# [Your assignment]
All pictures must be dropped, while the entries are given again word for word.

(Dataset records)
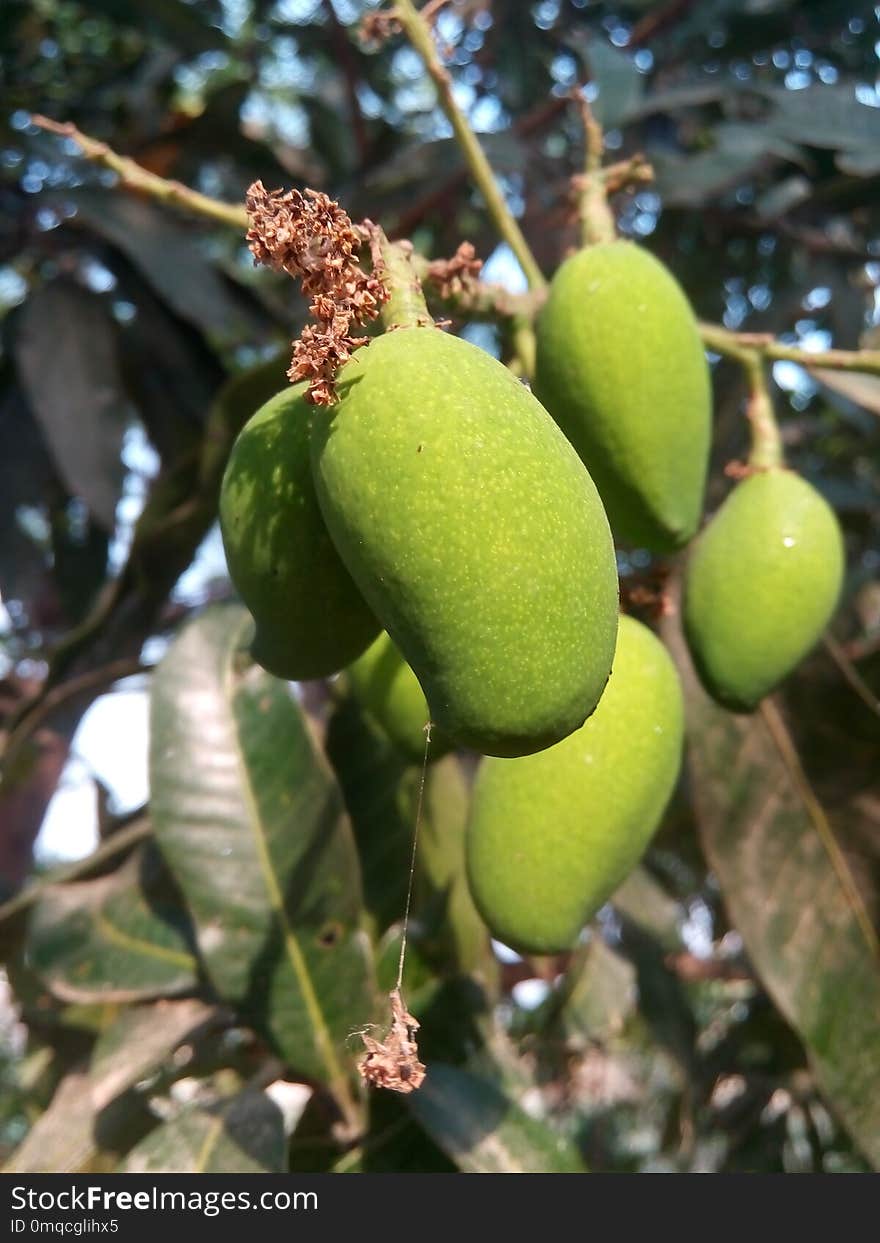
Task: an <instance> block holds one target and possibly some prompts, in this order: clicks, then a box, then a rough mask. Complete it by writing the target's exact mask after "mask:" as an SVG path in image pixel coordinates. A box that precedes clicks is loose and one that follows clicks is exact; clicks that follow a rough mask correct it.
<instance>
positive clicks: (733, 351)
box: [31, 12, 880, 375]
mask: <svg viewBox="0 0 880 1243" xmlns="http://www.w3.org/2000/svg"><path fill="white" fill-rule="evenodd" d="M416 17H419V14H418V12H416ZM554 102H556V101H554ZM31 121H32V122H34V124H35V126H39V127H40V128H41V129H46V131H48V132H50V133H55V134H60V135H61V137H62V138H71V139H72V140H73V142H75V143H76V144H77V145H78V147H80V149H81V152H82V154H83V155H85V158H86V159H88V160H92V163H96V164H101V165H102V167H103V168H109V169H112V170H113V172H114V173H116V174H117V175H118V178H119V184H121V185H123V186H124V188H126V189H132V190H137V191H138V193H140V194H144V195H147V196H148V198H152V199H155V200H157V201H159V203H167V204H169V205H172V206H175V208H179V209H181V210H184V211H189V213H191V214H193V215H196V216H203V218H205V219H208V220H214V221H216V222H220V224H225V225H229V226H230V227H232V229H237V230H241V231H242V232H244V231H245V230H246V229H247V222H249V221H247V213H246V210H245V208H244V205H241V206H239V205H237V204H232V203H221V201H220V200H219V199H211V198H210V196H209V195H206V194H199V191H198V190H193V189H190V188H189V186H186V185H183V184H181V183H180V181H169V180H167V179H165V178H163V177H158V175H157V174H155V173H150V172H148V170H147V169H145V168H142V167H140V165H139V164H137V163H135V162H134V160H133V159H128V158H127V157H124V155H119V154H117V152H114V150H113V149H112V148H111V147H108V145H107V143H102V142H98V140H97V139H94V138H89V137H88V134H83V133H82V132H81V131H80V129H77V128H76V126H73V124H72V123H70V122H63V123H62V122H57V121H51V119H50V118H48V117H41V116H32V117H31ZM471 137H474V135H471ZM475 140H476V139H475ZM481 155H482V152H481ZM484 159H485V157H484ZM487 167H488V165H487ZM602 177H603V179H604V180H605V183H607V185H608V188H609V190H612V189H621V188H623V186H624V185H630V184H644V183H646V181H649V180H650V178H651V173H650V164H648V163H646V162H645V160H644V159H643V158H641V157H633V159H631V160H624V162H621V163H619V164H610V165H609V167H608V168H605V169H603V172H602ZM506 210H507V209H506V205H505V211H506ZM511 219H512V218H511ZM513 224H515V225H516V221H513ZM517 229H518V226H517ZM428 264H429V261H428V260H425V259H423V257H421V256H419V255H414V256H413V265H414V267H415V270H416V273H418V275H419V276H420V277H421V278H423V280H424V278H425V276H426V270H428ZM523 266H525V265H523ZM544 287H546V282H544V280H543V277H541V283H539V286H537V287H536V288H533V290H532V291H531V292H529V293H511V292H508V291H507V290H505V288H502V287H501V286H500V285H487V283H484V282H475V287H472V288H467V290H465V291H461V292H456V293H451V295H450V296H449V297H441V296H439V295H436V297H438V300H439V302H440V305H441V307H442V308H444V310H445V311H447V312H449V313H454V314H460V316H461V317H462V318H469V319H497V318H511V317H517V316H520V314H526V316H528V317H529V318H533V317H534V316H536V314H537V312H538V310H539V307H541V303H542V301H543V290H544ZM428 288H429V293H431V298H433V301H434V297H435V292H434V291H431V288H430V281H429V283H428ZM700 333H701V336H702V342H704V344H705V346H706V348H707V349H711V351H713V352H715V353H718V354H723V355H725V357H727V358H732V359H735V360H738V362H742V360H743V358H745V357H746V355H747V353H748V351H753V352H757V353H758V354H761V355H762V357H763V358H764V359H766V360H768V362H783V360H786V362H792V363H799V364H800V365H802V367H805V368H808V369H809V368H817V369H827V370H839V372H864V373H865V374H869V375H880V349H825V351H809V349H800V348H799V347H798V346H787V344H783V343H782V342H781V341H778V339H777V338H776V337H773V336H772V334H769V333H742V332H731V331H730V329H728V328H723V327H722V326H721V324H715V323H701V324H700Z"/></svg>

# [Written response]
Task: an <instance> block holds one target and possibly some prompts, in this order: clicks, then a box, then a rough mask. Complete it by writing the target's exact mask after "mask:" as an SVG path in image pixel coordinates. A box that precedes clicks is loose and one that follows clicks is exact; clicks that follow a rough mask correct it.
<instance>
positive clicks: (733, 351)
box: [31, 12, 880, 375]
mask: <svg viewBox="0 0 880 1243" xmlns="http://www.w3.org/2000/svg"><path fill="white" fill-rule="evenodd" d="M416 17H419V14H418V12H416ZM554 102H556V101H554ZM31 121H32V122H34V124H35V126H39V127H40V128H41V129H46V131H48V132H50V133H55V134H60V135H61V137H62V138H71V139H72V140H73V142H75V143H76V144H77V145H78V147H80V149H81V152H82V154H83V155H85V158H86V159H88V160H92V163H96V164H101V165H102V167H103V168H109V169H112V170H113V172H114V173H116V174H117V175H118V178H119V184H121V185H123V186H124V188H126V189H132V190H137V191H138V193H140V194H144V195H147V196H148V198H152V199H155V200H157V201H159V203H167V204H169V205H172V206H175V208H179V209H181V210H184V211H189V213H191V214H193V215H196V216H203V218H205V219H208V220H214V221H216V222H220V224H225V225H229V226H230V227H232V229H237V230H241V231H242V232H244V231H245V230H246V229H247V222H249V221H247V213H246V210H245V208H244V205H241V206H239V205H237V204H232V203H221V201H220V200H219V199H211V198H210V196H209V195H206V194H199V191H198V190H193V189H190V188H189V186H186V185H183V184H181V183H180V181H169V180H167V179H165V178H163V177H158V175H157V174H155V173H150V172H148V170H147V169H145V168H142V167H140V165H139V164H137V163H135V162H134V160H133V159H128V158H127V157H124V155H119V154H117V152H114V150H113V149H112V148H111V147H108V145H107V143H102V142H98V140H97V139H94V138H89V137H88V134H83V133H82V132H81V131H80V129H77V128H76V126H73V124H72V123H70V122H63V123H62V122H57V121H51V119H50V118H48V117H41V116H32V117H31ZM471 137H474V135H471ZM475 140H476V139H475ZM481 155H482V152H481ZM484 159H485V157H484ZM487 167H488V165H487ZM602 177H603V179H604V180H605V183H607V185H608V188H609V190H612V189H621V188H623V186H624V185H630V184H644V183H646V181H649V180H650V178H651V173H650V164H648V163H646V162H645V160H644V159H643V158H641V157H633V159H631V160H624V162H621V163H619V164H610V165H609V167H608V168H605V169H603V172H602ZM506 210H507V209H506V205H505V211H506ZM511 219H512V218H511ZM513 224H515V225H516V221H513ZM517 229H518V226H517ZM428 264H429V261H428V260H425V259H423V257H421V256H419V255H414V256H413V265H414V267H415V270H416V273H418V275H419V276H420V277H421V278H423V280H424V278H425V276H426V270H428ZM523 266H525V265H523ZM544 287H546V282H544V280H543V277H541V283H539V286H537V287H536V288H533V290H532V291H531V292H529V293H511V292H508V291H507V290H505V288H502V287H501V286H500V285H487V283H484V282H475V287H472V288H467V290H465V291H461V292H456V293H451V295H450V296H449V297H441V296H439V295H436V297H438V300H439V302H440V305H441V307H442V308H444V310H445V311H447V312H449V313H454V314H460V316H461V317H462V318H469V319H497V318H511V317H517V316H520V314H526V316H528V317H529V318H533V317H534V316H536V314H537V312H538V310H539V307H541V303H542V301H543V290H544ZM428 288H429V293H431V298H433V301H434V297H435V292H434V291H431V288H430V281H429V283H428ZM700 333H701V336H702V342H704V344H705V346H706V348H707V349H711V351H713V352H715V353H718V354H723V355H725V357H727V358H732V359H735V360H738V362H742V360H743V358H745V357H746V355H747V353H748V351H753V352H757V353H758V354H761V355H762V357H763V358H764V359H766V360H768V362H783V360H786V362H792V363H799V364H800V365H802V367H805V368H808V369H809V368H817V369H827V370H839V372H864V373H865V374H869V375H880V349H825V351H809V349H800V348H799V347H798V346H787V344H783V343H782V342H781V341H778V339H777V338H776V337H773V336H772V334H769V333H742V332H731V331H730V329H728V328H723V327H722V326H721V324H715V323H701V324H700Z"/></svg>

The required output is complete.